• Task objective: Starting at the line with "Guideline: for each instance of the sea" in it, reproduce each line below through the last one, exactly, and include nothing else.

# # #

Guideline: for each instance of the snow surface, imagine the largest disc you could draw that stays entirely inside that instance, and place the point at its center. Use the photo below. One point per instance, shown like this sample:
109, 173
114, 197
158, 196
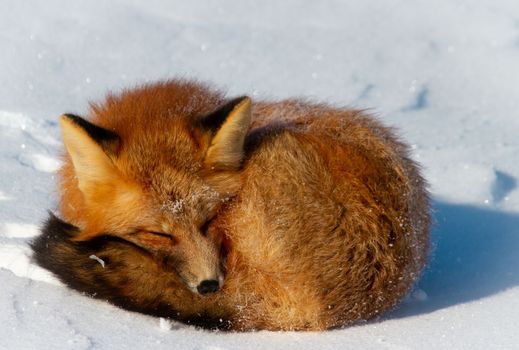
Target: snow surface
445, 72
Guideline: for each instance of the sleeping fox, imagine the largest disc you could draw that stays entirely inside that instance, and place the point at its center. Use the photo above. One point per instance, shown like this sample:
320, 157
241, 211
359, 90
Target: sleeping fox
236, 214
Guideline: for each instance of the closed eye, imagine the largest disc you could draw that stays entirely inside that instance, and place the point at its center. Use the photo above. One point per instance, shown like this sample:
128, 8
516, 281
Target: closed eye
162, 234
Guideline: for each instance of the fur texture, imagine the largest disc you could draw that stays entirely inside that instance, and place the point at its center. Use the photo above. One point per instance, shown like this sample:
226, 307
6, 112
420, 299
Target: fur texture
309, 217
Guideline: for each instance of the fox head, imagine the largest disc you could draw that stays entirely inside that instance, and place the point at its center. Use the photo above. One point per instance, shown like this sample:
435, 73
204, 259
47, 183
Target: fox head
156, 181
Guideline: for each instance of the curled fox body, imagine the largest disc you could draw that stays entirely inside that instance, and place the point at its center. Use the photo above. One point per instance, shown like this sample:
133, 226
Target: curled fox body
234, 213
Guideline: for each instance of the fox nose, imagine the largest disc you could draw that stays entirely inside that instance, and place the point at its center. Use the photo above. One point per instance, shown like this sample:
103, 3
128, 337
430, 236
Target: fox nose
208, 286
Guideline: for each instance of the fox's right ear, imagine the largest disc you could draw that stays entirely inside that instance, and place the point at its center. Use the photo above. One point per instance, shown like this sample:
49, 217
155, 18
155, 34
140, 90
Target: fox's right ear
91, 149
228, 127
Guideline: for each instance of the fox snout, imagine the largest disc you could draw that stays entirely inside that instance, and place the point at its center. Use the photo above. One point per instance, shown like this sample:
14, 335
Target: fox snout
208, 286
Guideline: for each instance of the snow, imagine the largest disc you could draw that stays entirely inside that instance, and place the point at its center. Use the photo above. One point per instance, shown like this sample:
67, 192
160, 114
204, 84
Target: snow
445, 73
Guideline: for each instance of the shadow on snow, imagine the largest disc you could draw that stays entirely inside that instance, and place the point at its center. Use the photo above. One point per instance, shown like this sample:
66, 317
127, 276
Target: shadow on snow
475, 254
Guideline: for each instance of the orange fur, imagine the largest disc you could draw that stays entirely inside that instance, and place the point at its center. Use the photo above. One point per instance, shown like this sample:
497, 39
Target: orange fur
321, 215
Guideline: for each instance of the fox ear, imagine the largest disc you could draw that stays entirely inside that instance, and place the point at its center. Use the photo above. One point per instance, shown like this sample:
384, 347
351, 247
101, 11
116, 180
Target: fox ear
229, 126
91, 149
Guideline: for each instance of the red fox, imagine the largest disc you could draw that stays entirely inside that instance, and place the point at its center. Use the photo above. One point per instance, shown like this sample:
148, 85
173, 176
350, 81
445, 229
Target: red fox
237, 214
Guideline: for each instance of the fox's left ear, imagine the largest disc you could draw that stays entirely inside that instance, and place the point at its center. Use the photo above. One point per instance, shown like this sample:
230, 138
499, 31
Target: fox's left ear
91, 149
229, 126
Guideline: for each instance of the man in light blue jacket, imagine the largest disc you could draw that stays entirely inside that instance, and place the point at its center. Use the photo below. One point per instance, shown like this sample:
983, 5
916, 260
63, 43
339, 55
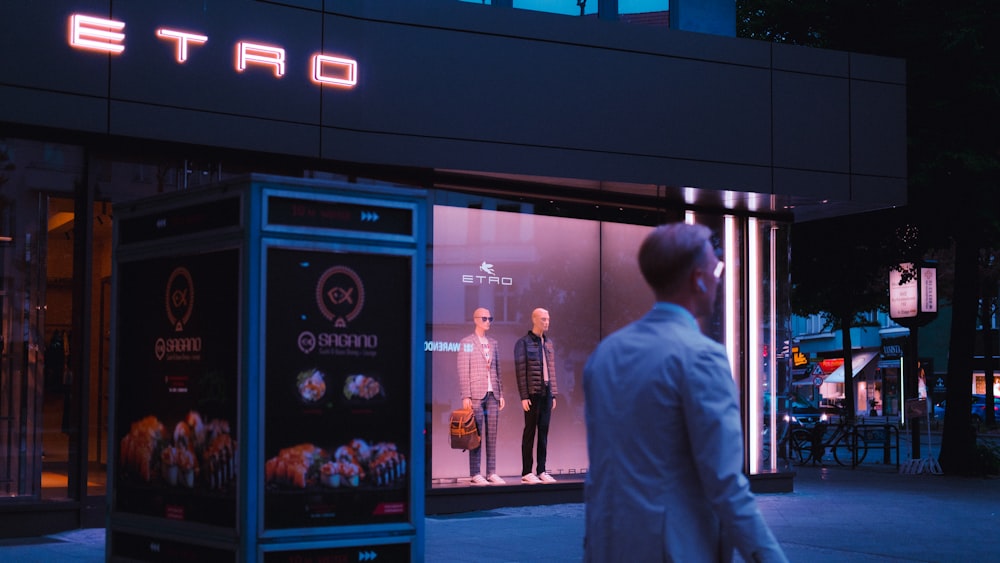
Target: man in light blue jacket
666, 481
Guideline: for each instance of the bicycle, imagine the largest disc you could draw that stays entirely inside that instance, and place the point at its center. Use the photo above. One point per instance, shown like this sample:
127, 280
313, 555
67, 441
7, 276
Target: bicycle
842, 439
785, 427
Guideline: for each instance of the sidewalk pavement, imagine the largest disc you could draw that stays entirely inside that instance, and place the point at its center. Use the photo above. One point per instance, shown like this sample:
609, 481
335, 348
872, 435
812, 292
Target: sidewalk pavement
867, 515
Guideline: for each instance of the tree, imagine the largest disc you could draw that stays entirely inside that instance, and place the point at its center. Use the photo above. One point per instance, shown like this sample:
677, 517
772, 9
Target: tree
953, 65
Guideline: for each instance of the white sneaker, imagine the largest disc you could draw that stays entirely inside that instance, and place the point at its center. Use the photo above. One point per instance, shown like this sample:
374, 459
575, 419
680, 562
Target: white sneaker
546, 478
530, 479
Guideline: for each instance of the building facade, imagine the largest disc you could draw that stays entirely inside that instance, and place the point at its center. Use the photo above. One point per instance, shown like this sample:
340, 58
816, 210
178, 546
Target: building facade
547, 144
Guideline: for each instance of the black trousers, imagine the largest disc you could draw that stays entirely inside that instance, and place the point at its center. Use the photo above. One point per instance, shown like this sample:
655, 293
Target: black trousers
536, 418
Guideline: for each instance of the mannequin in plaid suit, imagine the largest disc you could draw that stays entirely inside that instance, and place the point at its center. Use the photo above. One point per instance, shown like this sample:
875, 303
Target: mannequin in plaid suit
481, 389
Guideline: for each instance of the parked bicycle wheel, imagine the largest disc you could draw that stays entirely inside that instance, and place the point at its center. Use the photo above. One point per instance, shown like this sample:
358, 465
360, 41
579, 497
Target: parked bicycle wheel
800, 446
843, 450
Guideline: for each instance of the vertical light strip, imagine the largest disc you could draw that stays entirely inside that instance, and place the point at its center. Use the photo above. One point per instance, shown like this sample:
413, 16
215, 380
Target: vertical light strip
902, 387
730, 292
754, 322
772, 377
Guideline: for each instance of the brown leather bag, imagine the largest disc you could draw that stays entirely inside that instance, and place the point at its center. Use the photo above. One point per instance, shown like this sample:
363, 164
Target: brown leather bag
463, 430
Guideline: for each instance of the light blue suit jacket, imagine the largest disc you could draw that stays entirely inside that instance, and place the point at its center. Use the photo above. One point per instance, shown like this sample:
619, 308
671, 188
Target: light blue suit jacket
666, 481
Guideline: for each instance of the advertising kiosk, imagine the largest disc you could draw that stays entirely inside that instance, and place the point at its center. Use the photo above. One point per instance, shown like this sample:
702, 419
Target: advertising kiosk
267, 398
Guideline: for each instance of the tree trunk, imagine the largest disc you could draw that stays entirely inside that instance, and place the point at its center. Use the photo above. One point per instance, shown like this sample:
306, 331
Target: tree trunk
958, 442
849, 401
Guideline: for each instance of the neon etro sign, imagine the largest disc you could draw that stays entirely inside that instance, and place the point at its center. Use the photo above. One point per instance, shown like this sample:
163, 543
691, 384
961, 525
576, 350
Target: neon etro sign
102, 35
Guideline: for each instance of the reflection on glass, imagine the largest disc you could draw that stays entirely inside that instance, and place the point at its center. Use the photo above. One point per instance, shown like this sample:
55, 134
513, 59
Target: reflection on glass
646, 12
565, 7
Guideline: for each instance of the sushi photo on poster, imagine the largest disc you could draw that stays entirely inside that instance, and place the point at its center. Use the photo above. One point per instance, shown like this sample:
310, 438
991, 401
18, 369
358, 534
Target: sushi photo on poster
337, 388
176, 387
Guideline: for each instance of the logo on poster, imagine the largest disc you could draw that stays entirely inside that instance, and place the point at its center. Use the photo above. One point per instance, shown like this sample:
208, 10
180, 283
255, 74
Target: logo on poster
487, 276
179, 301
180, 298
340, 295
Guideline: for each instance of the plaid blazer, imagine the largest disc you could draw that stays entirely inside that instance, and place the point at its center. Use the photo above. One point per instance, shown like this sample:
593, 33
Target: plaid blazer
473, 370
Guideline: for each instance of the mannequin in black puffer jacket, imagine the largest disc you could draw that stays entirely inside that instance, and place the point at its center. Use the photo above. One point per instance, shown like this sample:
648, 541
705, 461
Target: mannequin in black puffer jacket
535, 367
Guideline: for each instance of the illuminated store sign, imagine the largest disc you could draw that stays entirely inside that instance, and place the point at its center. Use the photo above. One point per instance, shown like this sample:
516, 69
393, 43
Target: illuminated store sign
101, 35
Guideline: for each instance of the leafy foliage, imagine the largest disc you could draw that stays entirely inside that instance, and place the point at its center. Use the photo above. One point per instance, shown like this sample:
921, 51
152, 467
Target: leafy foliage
953, 91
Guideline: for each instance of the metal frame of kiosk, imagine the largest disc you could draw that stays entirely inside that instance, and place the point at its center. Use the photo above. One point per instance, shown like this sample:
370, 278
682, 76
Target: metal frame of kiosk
267, 397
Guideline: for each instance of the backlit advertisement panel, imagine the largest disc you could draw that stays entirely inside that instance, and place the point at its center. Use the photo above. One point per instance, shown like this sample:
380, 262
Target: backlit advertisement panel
177, 388
337, 388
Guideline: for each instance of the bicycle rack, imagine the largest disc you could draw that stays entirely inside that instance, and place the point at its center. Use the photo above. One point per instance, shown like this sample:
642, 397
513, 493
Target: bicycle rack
886, 434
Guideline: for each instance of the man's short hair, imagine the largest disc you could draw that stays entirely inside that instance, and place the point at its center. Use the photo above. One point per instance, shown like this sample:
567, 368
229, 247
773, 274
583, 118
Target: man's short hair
670, 252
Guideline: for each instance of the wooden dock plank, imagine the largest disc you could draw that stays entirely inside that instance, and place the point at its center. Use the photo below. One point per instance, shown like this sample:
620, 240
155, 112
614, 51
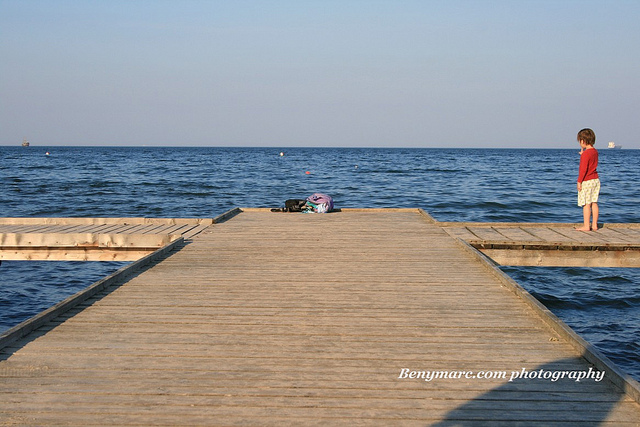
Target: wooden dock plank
271, 319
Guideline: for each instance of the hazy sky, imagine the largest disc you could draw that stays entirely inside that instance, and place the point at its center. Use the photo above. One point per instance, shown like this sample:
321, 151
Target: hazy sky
319, 72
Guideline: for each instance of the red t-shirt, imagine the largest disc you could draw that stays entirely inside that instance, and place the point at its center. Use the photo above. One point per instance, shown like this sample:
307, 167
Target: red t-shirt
588, 165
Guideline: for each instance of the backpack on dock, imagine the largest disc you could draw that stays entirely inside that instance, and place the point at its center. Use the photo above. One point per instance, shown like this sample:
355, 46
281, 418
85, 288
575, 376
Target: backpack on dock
317, 203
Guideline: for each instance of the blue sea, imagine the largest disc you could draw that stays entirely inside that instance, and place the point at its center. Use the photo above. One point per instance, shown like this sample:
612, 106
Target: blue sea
514, 185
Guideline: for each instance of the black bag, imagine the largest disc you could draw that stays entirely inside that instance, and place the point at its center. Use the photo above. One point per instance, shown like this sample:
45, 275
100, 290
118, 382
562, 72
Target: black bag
292, 205
295, 205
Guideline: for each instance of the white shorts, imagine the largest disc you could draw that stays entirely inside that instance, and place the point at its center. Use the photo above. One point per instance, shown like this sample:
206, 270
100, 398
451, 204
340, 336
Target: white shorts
589, 193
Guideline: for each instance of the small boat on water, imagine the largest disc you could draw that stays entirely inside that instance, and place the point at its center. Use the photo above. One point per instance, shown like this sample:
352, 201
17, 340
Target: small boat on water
612, 145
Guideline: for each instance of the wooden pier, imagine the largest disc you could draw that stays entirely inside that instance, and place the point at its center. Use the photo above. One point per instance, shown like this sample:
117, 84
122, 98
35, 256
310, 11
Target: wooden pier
302, 319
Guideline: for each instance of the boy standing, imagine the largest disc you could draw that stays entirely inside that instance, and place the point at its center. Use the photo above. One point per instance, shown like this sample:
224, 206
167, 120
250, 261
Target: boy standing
588, 180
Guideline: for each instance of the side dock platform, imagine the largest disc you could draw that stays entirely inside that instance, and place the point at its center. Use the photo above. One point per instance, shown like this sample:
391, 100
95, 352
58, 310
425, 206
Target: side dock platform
361, 317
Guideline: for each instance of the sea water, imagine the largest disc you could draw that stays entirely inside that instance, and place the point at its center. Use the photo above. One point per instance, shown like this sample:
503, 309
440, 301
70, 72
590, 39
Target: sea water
511, 185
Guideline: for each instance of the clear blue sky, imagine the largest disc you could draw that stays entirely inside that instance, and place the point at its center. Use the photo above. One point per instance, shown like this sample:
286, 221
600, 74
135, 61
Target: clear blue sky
451, 73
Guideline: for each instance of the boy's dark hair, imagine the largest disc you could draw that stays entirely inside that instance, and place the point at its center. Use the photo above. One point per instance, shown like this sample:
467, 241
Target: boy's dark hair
588, 136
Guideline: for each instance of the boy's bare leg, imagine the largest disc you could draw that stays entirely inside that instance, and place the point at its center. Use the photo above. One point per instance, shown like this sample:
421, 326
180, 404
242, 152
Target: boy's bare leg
586, 214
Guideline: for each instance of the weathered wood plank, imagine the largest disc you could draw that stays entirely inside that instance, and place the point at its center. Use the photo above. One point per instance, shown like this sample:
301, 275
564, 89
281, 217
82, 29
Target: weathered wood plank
271, 319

# # #

• Final answer:
Guideline: for each instance of the sea water, imagine the largest disc you could draw that stays entirely inside that instance, and place the point at its center. Use the photo above. One point per instance, shown like this sample:
503, 309
440, 301
70, 72
590, 39
Target: sea water
511, 185
Guideline: for each instance of the clear blue sky, imagine the largest disc you could draw that stays entirely inside that instance, and place the point at its center. Use the photo above. One point per instance, shown like this sample:
286, 221
600, 74
135, 61
Target: clear blue sky
451, 73
Guideline: for each instance of the boy's dark hair, imagine the largest disc you could draw that stays entirely inside that instance, and place the point at its center. Use the photo above. One point per instance, shown like this sample:
467, 241
Target: boy's dark hair
588, 136
Guideline: for each instance of the boy's bare leg, imagine the largest disc you could draw that stays entirely inside that instance, and place the point at its center. Use the photo above. One point per instance, shown like this sample:
421, 326
180, 404
242, 152
Target: boy's bare leg
586, 214
Guideline: for each instance of the weathered wood plank, imagine the largest disc you could draw that stays entirely inside that instance, and place the point at its center. Use the photo above. One point per instance, shown like this sample:
301, 275
564, 89
281, 217
82, 29
Target: weathered wood plank
271, 319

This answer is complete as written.